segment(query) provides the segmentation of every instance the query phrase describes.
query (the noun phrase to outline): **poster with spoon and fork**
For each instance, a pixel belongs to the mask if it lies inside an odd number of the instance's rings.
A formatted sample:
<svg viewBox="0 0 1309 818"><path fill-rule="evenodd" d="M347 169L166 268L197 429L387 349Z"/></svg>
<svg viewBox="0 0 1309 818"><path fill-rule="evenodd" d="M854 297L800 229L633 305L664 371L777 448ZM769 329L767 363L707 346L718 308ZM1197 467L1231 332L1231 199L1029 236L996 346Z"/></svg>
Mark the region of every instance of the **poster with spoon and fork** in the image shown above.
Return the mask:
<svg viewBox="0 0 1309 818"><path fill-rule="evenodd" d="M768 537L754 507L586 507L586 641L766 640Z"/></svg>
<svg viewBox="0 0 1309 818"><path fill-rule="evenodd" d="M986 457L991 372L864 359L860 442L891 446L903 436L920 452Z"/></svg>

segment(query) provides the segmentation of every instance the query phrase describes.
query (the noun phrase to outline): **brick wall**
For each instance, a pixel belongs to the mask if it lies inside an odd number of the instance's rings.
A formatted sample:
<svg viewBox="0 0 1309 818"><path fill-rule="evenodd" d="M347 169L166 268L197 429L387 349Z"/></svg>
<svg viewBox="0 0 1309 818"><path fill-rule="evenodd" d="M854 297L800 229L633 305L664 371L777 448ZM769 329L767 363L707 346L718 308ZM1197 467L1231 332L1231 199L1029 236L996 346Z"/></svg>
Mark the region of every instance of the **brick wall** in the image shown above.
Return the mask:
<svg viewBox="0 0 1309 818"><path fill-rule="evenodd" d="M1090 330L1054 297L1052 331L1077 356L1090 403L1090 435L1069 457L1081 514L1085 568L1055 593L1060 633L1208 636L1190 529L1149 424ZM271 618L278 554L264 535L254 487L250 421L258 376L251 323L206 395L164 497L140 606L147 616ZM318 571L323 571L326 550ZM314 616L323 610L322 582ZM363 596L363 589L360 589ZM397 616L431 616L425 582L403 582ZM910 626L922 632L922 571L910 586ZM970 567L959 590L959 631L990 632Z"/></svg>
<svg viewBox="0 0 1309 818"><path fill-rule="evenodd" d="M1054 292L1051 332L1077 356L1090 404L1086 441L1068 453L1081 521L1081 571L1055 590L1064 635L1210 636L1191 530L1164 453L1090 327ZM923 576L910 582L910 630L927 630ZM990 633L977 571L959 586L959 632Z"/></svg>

==============================

**INSTRUCTION:**
Copy both entries above word for word, keeping every line and character unchanged.

**THE ANSWER:**
segment(query) provides the segmentation of every instance the query phrase describes.
query (the noun phrase to outline): **poster with spoon and fork**
For each instance, a pixel belongs to the mask if it lies inside an odd number of the instance's rings.
A formatted sample:
<svg viewBox="0 0 1309 818"><path fill-rule="evenodd" d="M347 169L166 268L197 429L387 349Z"/></svg>
<svg viewBox="0 0 1309 818"><path fill-rule="evenodd" d="M854 297L800 229L633 305L664 371L777 448ZM769 329L767 363L707 346L718 308ZM1197 467L1231 332L1231 199L1029 236L996 346Z"/></svg>
Mark the region of every instance of the **poster with spoon and fork** in the image shown above.
Return the mask:
<svg viewBox="0 0 1309 818"><path fill-rule="evenodd" d="M768 537L754 507L586 507L586 641L766 640Z"/></svg>
<svg viewBox="0 0 1309 818"><path fill-rule="evenodd" d="M986 457L991 372L864 359L860 442L891 446L903 436L920 452Z"/></svg>

segment(query) provides the segmentation of every instance the query phrase describes.
query (the noun phrase to outline): **brick wall**
For each instance, a pixel belongs to the mask if it lies inside an odd number of the instance's rings.
A formatted sample:
<svg viewBox="0 0 1309 818"><path fill-rule="evenodd" d="M347 169L166 268L197 429L387 349Z"/></svg>
<svg viewBox="0 0 1309 818"><path fill-rule="evenodd" d="M854 297L800 229L633 305L664 371L777 448ZM769 329L767 363L707 346L718 308ZM1197 467L1231 332L1231 199L1029 236L996 346Z"/></svg>
Mark the region of every instance of the **brick wall** in the image shown above.
Return the mask:
<svg viewBox="0 0 1309 818"><path fill-rule="evenodd" d="M1090 330L1054 297L1052 331L1077 356L1090 403L1090 435L1069 457L1081 514L1085 568L1055 593L1060 633L1208 636L1190 529L1149 424ZM271 618L278 554L264 535L254 487L250 421L258 376L251 323L206 395L164 497L140 606L147 616ZM318 571L323 571L326 550ZM314 616L323 610L322 582ZM363 596L363 589L360 589ZM397 616L431 616L425 582L403 582ZM910 626L922 632L922 571L910 586ZM970 567L959 590L959 631L990 632Z"/></svg>
<svg viewBox="0 0 1309 818"><path fill-rule="evenodd" d="M1054 292L1051 332L1077 356L1090 404L1086 441L1068 453L1081 521L1081 571L1055 590L1064 635L1210 636L1191 530L1164 453L1090 327ZM923 576L910 582L910 630L927 630ZM990 633L977 571L959 586L959 632Z"/></svg>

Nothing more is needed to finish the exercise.